Copy all records exactly; omit pictures.

═══ Records provided

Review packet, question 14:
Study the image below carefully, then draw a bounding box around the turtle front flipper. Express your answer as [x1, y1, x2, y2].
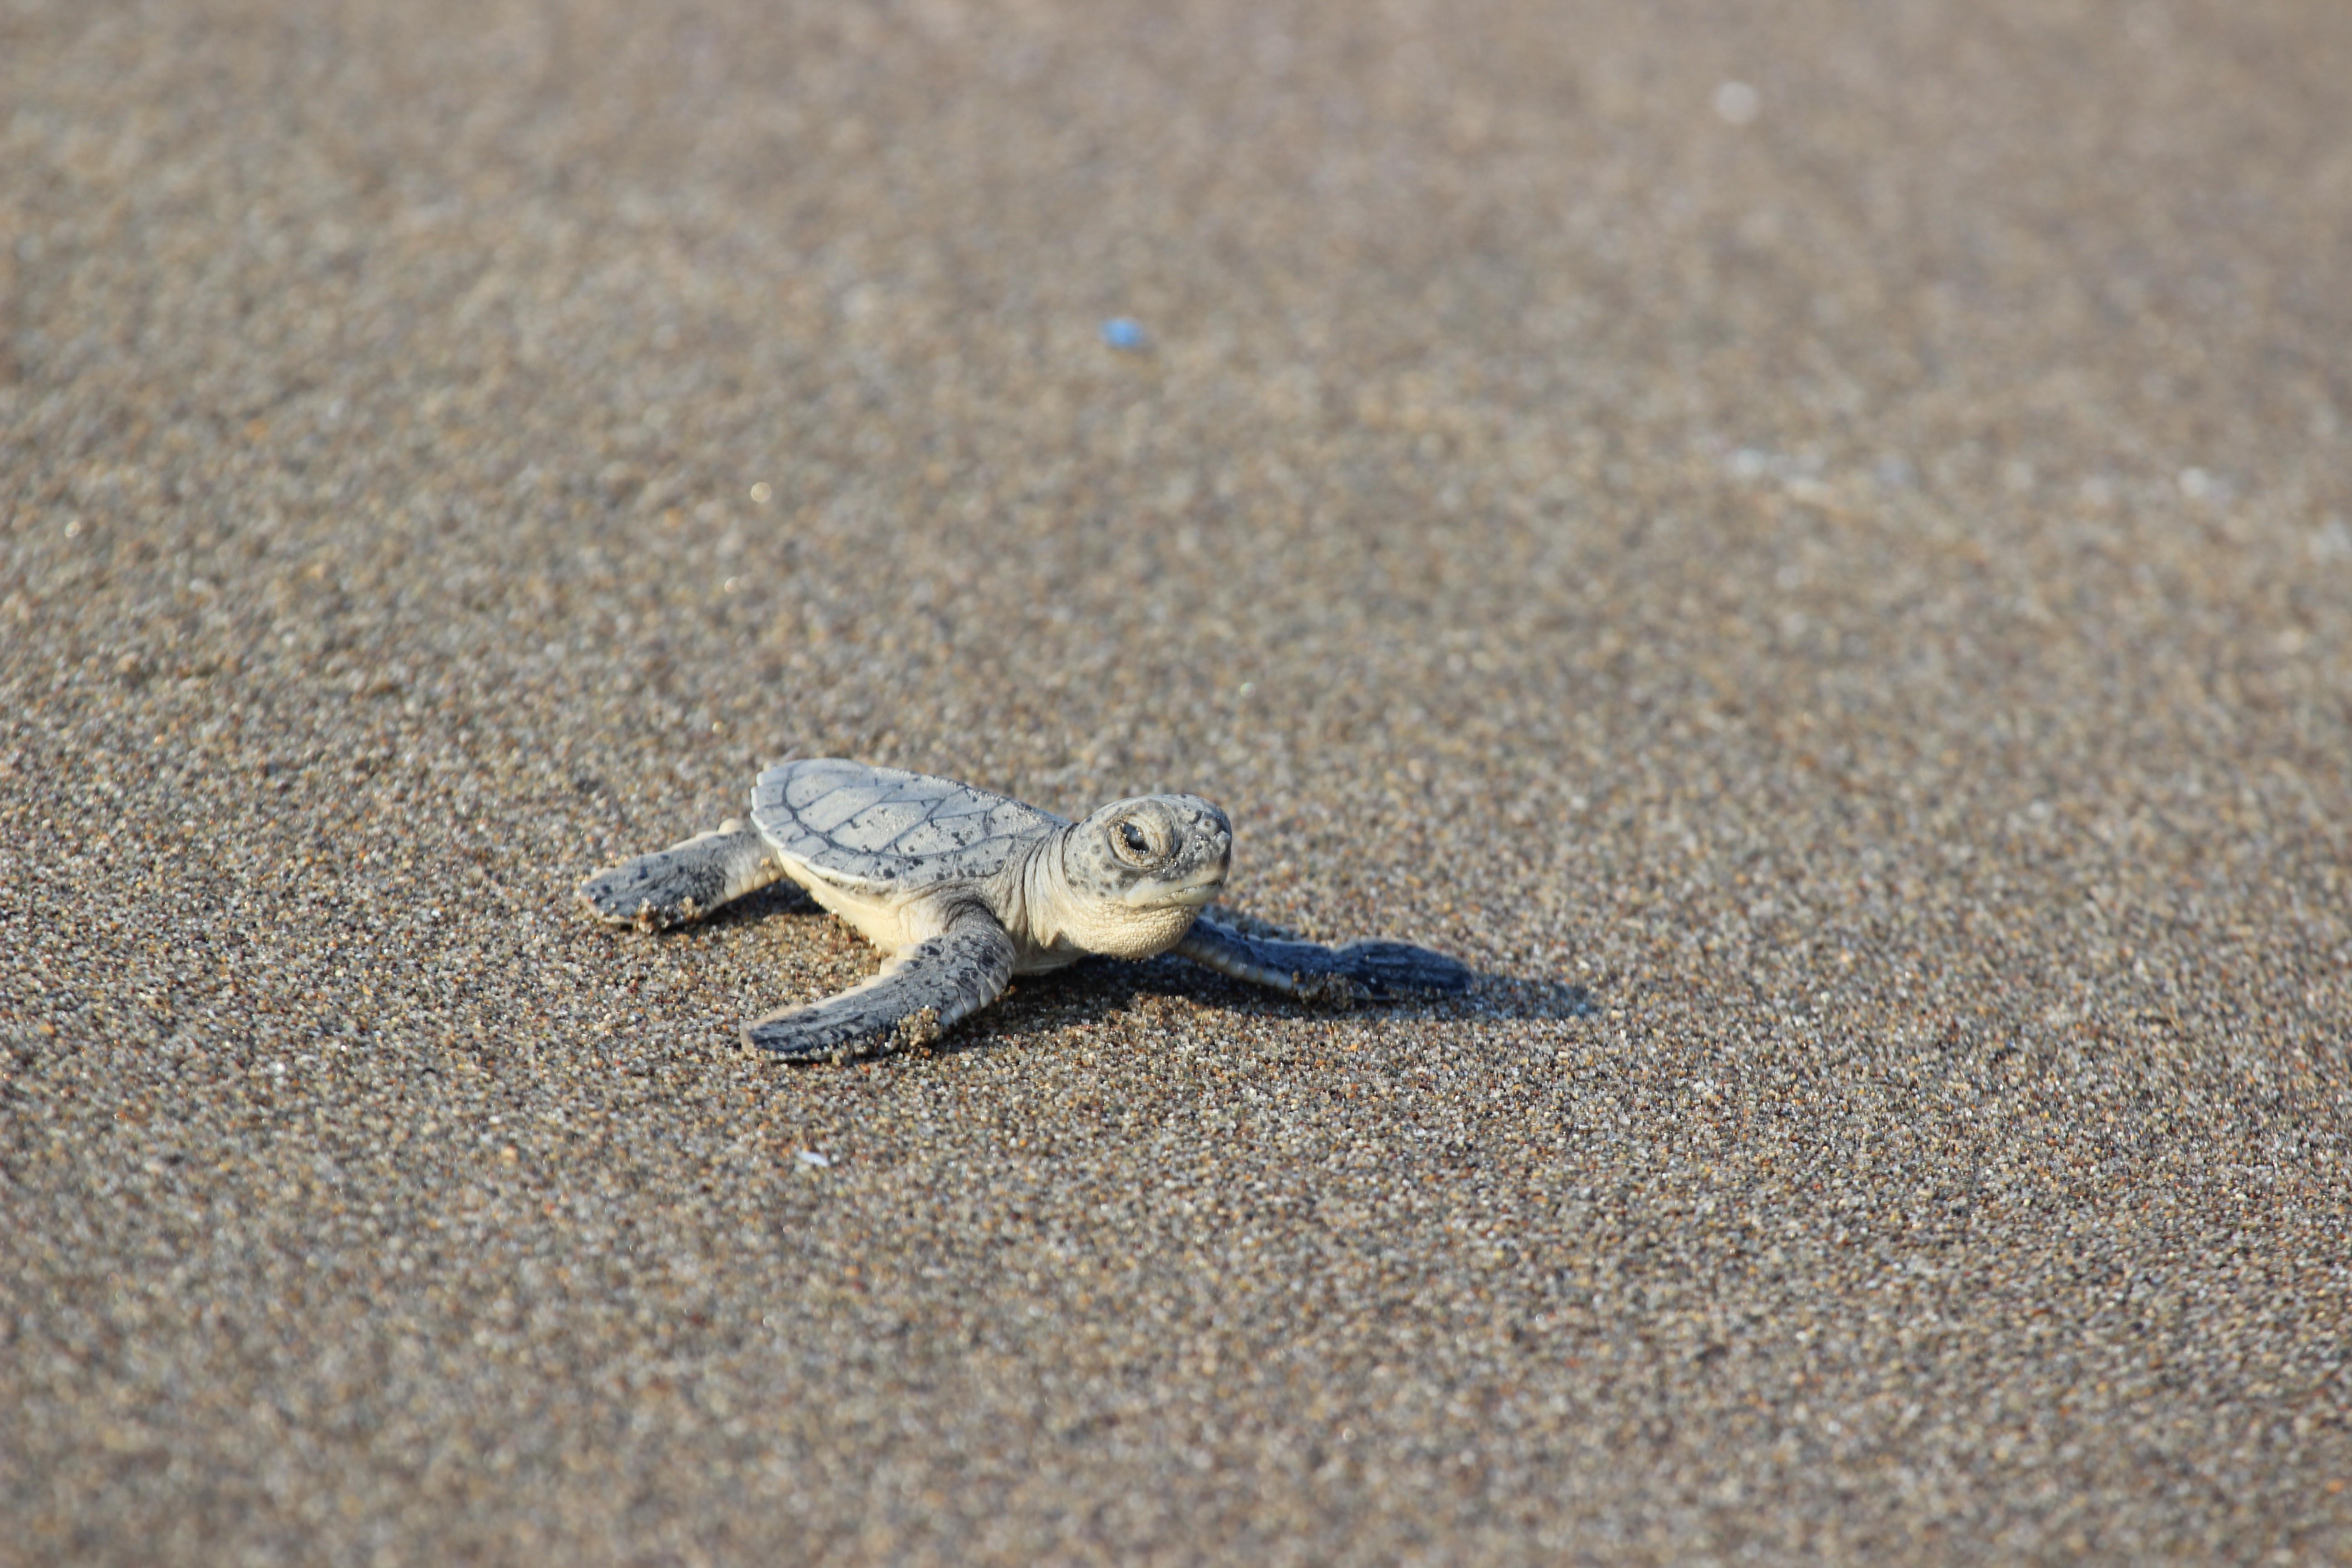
[1174, 914, 1472, 1003]
[579, 820, 784, 931]
[744, 902, 1016, 1062]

══════

# Your solution:
Review packet, question 14:
Study the image below carefully, then draw a bounding box around the turtle front flipper. Express your answer as [x1, y1, x2, y2].
[1174, 914, 1472, 1003]
[579, 820, 784, 931]
[744, 902, 1016, 1062]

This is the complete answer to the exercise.